Short exercise a = In the annuities passage, what type of company issues an annuity?

Extract provided =
________________________

In developing an allocation strategy for your investment assets, the first question to consider is: how willing are you to take investment risks in your retirement portfolio? If you are unwilling to take any risks whatsoever, then your investment allocations should be in ultra-safe investments, such as laddered CDs, conservative bond funds, money market accounts, treasury instruments or fixed annuities. Even if your risk tolerance is moderate (meaning you are willing to assume some investment risk), more than likely a portion of your portfolio should be in fixed dollar investments.
Fixed annuities have long been popular with middle-aged investors. An annuity is a type of contract that is issued by an insurance company. Annuities come in different varieties, such as fixed, variable and equity-indexed. With a fixed annuity, the money that you contribute to the contract is your premium payment, and that payment may be made in a single sum, or paid over time. Single-sum fixed annuities are referred to as single premium deferred fixed annuities, and once your premium has been paid, the insurance company should offer some sort of interest guarantee on your money.
I was taught to honor my father and mother, and you should honor and base all of your annuity buying and ownership decisions on the contractual guarantees from the issuing company. Annuities should be regarded as non-correlated assets within your retirement portfolio, which means that their value does not rise and fall like your other investments may do. Annuities that are providing lifetime income transfer the risk of your living too long away from your portfolio to the life insurance company.
Annuities that are not in a qualified plan offer two very important income tax advantages: first, the interest earnings that are credited to your premiums are not reportable as income to you during the accumulation phase of the contract. This is the phase of the contract in which your premiums are earnings interest and growing in value. The other tax advantage of fixed annuities that are not in qualified plans is the manner in which periodic withdrawals are taxed. If the contract is annuitized, which means the accumulated value in the contract is withdrawn, generally, over your remaining life expectancy, a portion of the income is non-taxable, and a portion is taxable. The portion that represents a return of your principle is non-taxable, while the interest portion is taxable. Annuity income can also come with additional guarantees so that you can pass along values to beneficiaries in the event of your premature death while in the annuity payout phase.

________________________

Material for the task =
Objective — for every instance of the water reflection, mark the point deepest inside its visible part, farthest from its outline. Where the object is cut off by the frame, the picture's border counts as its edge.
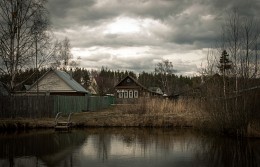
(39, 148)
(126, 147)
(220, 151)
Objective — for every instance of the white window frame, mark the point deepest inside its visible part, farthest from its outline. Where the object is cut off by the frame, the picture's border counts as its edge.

________________________

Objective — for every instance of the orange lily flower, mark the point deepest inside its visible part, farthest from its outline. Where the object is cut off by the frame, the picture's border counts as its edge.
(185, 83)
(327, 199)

________________________

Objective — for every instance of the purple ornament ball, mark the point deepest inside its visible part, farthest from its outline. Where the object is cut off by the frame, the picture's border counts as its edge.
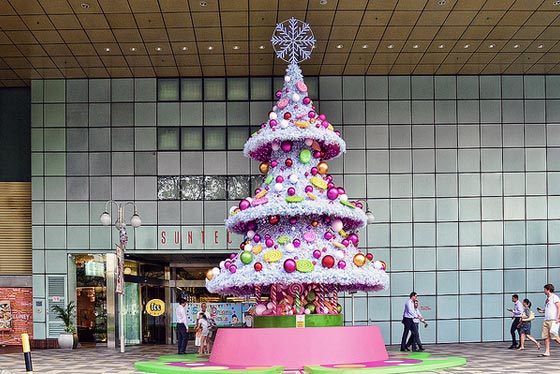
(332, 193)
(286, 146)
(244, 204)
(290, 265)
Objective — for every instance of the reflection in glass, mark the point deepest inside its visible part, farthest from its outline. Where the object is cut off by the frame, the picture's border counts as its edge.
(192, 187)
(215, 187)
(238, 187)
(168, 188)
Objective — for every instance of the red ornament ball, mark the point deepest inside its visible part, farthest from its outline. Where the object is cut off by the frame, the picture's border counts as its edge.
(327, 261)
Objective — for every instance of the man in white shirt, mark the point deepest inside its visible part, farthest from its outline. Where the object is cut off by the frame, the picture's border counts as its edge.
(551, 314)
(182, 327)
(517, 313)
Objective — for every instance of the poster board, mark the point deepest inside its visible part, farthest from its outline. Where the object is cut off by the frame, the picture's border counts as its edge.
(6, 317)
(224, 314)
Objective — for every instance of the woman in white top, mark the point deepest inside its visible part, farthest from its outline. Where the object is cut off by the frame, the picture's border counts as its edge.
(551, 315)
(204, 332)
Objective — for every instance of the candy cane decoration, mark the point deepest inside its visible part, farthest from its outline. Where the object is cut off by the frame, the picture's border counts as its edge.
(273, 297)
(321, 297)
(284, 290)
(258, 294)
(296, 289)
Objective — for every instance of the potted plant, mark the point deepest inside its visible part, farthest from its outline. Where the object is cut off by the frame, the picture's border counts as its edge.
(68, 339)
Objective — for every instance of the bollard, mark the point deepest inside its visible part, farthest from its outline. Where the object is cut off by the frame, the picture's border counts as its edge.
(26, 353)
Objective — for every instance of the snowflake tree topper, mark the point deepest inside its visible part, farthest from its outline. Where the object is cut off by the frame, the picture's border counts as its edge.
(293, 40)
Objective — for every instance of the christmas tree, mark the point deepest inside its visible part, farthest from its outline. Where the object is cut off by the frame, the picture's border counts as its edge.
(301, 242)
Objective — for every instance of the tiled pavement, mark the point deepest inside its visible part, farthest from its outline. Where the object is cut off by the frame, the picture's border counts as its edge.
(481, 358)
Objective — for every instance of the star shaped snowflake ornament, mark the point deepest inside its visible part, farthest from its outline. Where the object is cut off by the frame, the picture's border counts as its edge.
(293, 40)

________________________

Short exercise b = Retype the records from the line with "Objective — for every instance of the water" through the line with "Objective — for every instance of the white", omitting the pictures.

Complete output a = An insurance company.

Complete output b =
Objective — for every instance of the water reflection, mark the point deepest inside its visible part, farthest from its outline. Where the object is cut off by the frame, the picture's border counts as its edge.
(39, 148)
(126, 147)
(220, 151)
Objective — for every instance of the white window frame, mark the point deepest inside its visible part, farthest from its outline. Where the object is cut off by the frame, the picture's border counts as its edge.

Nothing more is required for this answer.